Data section Start Marker

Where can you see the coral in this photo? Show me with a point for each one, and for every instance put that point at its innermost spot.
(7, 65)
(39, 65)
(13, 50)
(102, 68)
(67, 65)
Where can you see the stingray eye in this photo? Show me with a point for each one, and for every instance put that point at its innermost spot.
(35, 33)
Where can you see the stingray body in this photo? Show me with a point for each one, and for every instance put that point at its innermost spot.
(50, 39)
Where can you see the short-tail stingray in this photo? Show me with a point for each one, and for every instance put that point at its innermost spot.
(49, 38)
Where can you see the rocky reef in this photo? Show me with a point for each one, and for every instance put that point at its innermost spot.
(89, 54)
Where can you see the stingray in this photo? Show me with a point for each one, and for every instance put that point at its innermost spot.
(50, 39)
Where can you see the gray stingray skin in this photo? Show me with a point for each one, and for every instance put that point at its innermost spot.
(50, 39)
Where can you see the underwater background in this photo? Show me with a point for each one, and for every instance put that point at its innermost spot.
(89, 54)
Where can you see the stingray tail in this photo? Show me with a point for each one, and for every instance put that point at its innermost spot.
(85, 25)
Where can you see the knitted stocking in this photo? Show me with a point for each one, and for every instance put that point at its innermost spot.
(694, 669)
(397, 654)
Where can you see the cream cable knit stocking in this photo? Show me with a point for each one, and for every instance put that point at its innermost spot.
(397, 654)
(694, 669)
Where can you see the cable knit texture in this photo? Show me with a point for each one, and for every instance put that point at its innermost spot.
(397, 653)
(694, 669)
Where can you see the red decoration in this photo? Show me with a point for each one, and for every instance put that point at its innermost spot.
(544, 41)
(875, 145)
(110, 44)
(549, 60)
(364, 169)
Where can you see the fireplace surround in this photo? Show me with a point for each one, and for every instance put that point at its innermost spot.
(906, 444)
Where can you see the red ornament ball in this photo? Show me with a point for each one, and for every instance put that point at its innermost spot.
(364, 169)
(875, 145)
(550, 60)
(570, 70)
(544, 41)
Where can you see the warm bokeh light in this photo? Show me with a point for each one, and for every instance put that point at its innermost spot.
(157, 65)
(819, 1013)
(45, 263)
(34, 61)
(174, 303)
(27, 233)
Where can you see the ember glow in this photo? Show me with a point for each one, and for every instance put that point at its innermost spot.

Data section End Marker

▸ **Assigned task**: The answer is the line containing "Where can you see the warm" together with every line after it in the records, repeated exactly and with nothing else.

▸ **Exercise output**:
Where can you see the warm bokeh light in this photo? Show me with a point for each one, and for every instance put that point at its innermost spot.
(157, 65)
(819, 1013)
(45, 263)
(34, 61)
(174, 303)
(27, 233)
Where can you see the ember glow in this photo? Show me with a point for each one, and for every instance put that point at its innermost spot.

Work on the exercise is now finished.